(Object pointing dataset rows)
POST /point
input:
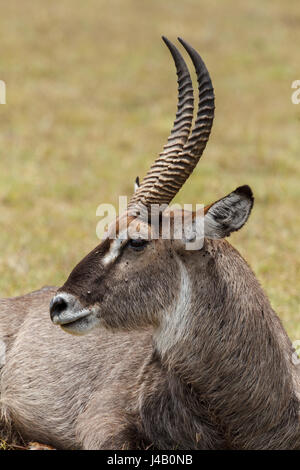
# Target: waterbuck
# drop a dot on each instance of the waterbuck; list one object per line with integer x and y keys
{"x": 184, "y": 350}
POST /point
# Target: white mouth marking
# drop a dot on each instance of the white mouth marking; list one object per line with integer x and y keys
{"x": 115, "y": 248}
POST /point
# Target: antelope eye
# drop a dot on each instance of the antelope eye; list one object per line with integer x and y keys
{"x": 138, "y": 244}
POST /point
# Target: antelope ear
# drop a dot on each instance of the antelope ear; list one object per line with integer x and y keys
{"x": 228, "y": 214}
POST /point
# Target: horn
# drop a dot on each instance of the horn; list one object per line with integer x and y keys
{"x": 181, "y": 126}
{"x": 169, "y": 172}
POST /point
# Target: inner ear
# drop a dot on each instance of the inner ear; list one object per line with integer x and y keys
{"x": 228, "y": 214}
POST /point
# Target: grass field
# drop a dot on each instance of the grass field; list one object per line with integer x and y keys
{"x": 91, "y": 95}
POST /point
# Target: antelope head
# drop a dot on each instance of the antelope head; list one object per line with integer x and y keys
{"x": 132, "y": 281}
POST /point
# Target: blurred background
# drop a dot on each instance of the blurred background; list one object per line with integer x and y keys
{"x": 91, "y": 97}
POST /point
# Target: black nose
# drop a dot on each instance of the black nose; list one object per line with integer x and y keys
{"x": 57, "y": 305}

§ Exercise requirements
Every record is to be reproduced exactly, with no pictures included.

§ Output of the exercise
POST /point
input:
# Target: waterbuck
# drop a dot on each instance of the waterbuck; list one object per line with integer x and y keys
{"x": 184, "y": 350}
POST /point
# Target: white mouth marking
# drop a dot on each instance of the white mouth marking; list one object per line with integer x and y keys
{"x": 115, "y": 248}
POST /point
# Target: antelope eye
# drop a dot on each instance of the antelope eye; list one object per line with integer x and y keys
{"x": 138, "y": 244}
POST /point
# Target: antelope ear
# drop a dot on each instance of the antelope ear; list one object per line with integer x and y keys
{"x": 228, "y": 214}
POST /point
# Target: horn
# drop a dot on each instance of the horn; list one object per line with integer x and y keys
{"x": 181, "y": 126}
{"x": 169, "y": 172}
POST /point
# Target: inner ear
# drop a dot on each instance of the inner ear; list one object per line with integer x and y keys
{"x": 228, "y": 214}
POST /point
# Target: grass field
# drop a dot on each instance of the grass field; list one object per line with integer x and y keys
{"x": 91, "y": 95}
POST /point
# Target: antelope head
# drop a dot on each instance of the antelope head; list one object per line with integer x and y keys
{"x": 132, "y": 281}
POST /point
# Target: blurred background
# drop a dot on each instance of the blurred background; list one object per line with integer x and y keys
{"x": 91, "y": 97}
POST /point
# Target: black nose
# drop a dot on each instance of the black nose; list one object per line with integer x and y keys
{"x": 57, "y": 305}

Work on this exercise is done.